■ Exercise goal ■
Return, unchanged, every line of the material below that contains the string "several".

■ Records provided ■
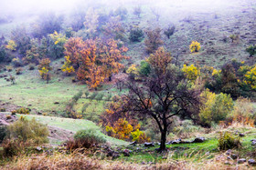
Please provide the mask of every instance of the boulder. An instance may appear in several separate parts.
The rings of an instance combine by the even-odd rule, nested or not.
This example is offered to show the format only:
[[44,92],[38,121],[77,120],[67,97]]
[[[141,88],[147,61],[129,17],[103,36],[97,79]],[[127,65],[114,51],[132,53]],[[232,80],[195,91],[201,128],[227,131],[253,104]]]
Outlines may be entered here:
[[235,155],[235,154],[232,154],[232,155],[231,155],[231,158],[232,158],[232,159],[237,159],[237,158],[238,158],[238,155]]
[[134,142],[130,143],[130,145],[136,145],[136,144],[137,144],[137,142],[134,141]]
[[123,151],[123,154],[124,156],[130,156],[130,151],[128,149],[124,149]]
[[154,145],[154,143],[145,142],[145,143],[144,143],[144,146],[145,146],[145,147],[153,147],[153,146],[155,146],[155,145]]
[[248,164],[251,165],[256,165],[256,161],[254,159],[249,159]]
[[194,141],[192,141],[191,143],[203,143],[206,141],[205,137],[197,137],[196,139],[194,139]]
[[36,148],[36,150],[38,151],[38,152],[40,152],[40,151],[42,151],[42,148],[41,148],[40,146],[37,146],[37,147]]
[[173,140],[173,141],[170,141],[170,144],[171,145],[174,145],[174,144],[179,144],[181,142],[181,139],[176,139],[176,140]]
[[256,139],[251,139],[251,145],[256,145]]
[[238,164],[243,164],[246,162],[246,159],[245,158],[240,158],[238,160]]

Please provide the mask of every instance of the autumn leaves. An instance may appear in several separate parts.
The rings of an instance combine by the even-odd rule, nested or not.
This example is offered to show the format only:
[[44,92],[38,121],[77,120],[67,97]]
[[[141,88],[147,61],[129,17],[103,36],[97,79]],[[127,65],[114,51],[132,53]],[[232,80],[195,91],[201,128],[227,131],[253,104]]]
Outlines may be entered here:
[[68,67],[63,65],[62,71],[67,72],[72,65],[78,78],[85,81],[91,88],[97,88],[106,78],[111,81],[112,74],[123,67],[120,62],[128,59],[123,55],[128,49],[119,47],[113,39],[83,41],[80,37],[73,37],[65,44],[65,50],[64,65]]

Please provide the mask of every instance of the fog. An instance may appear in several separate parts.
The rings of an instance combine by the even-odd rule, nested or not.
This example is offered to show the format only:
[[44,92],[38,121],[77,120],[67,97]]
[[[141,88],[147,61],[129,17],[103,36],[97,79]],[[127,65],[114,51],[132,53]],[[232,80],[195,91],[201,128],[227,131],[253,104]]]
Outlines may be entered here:
[[[149,5],[176,7],[176,9],[211,12],[243,5],[251,0],[2,0],[1,14],[33,14],[43,11],[70,11],[77,6],[102,5],[123,6]],[[252,2],[252,1],[251,1]],[[94,7],[95,7],[94,6]]]

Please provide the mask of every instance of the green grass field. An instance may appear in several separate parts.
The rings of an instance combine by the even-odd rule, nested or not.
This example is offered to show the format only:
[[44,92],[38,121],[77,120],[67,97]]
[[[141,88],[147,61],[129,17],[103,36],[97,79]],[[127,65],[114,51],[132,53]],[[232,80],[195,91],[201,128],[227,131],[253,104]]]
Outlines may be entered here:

■ Answer to the task ■
Please provide the mask of every instance of the boulder. An instance may appear in several separate parts.
Please provide the mask of every instance of the autumn leaves. An instance may appear in several separate parts.
Please provide the mask of every instance of the fog. An instance may appear in several separate parts.
Please provide the mask of every instance of the green grass field. An instance may appear in several separate parts.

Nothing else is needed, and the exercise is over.